-- BEGIN Information shown --

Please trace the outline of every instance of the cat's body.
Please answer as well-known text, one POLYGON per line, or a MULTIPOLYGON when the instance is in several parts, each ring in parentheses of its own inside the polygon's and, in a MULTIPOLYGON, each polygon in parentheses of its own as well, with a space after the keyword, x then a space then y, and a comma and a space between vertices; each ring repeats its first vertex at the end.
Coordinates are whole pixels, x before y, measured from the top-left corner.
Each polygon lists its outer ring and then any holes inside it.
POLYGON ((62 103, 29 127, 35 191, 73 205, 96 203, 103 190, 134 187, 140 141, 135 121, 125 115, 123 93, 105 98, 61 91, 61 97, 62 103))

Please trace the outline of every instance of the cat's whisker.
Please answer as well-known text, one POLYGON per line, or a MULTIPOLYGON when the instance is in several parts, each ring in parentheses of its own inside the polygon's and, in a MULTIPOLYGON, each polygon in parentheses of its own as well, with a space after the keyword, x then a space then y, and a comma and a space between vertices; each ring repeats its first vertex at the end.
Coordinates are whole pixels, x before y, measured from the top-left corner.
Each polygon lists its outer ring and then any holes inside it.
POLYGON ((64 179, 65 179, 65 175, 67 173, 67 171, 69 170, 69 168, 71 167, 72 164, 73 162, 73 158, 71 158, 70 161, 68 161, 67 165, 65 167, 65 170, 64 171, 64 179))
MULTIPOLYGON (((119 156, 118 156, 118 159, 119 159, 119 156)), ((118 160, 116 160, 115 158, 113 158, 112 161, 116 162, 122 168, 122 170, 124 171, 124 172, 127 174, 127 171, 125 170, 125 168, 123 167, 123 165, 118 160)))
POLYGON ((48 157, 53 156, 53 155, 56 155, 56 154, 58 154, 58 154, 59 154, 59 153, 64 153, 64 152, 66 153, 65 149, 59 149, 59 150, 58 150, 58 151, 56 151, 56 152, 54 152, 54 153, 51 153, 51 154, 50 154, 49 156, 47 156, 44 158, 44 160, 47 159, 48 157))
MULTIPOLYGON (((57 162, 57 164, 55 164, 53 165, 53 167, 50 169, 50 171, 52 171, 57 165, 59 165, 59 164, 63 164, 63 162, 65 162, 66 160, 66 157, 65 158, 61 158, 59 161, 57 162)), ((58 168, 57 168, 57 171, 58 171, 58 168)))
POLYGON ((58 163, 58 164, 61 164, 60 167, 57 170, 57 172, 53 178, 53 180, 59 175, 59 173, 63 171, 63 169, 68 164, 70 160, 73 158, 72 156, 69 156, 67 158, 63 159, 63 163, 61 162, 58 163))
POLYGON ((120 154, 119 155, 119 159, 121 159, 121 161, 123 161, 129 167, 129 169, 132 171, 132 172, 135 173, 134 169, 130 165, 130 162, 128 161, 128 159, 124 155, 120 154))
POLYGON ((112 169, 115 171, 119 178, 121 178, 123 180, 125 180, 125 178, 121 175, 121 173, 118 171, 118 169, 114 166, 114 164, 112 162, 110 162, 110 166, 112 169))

-- END Information shown --
-- BEGIN Information shown --

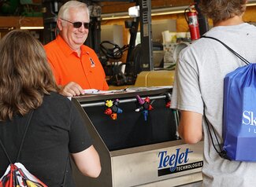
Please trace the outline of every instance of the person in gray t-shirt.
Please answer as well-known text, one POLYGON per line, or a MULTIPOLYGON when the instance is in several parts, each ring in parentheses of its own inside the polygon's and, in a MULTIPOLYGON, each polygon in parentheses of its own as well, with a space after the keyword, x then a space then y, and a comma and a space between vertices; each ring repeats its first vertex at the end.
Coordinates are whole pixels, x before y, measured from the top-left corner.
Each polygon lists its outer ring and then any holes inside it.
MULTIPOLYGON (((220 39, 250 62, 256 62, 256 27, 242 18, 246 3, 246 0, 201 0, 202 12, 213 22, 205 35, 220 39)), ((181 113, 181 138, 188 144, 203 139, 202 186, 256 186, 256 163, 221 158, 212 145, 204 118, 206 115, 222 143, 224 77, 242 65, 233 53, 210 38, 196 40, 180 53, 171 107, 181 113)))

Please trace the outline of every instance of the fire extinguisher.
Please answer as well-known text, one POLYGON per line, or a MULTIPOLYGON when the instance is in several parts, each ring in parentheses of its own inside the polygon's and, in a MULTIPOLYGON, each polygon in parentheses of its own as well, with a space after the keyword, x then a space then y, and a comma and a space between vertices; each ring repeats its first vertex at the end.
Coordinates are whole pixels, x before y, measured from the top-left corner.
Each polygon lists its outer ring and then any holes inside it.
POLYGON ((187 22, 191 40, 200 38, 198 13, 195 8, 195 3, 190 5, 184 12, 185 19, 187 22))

-- END Information shown --

Work to complete | Copy out word for word the rows that begin with the line containing "Please trace the outline of every instance of the cat's body." and end with the line containing "POLYGON ((62 103, 29", including both of those lines.

Solution to this problem |
Please trace the outline of every instance of the cat's body.
Please answer as well-known text, one POLYGON per line, or a MULTIPOLYGON when the instance is in several parts, each ring in parentheses of its own inside the polygon's and, in a MULTIPOLYGON, each polygon in parentheses of its own as well, with a space after the keyword, x then a space then y, and a comma and a space between vertices; each ring repeats its first vertex at the end.
Coordinates are whole pixels, x before y, measured from the top-left corner.
Each polygon lists its outer ring and then any holes inside it.
POLYGON ((62 103, 29 127, 35 191, 73 205, 96 203, 103 190, 134 187, 140 141, 135 121, 125 115, 123 93, 105 98, 61 91, 61 97, 62 103))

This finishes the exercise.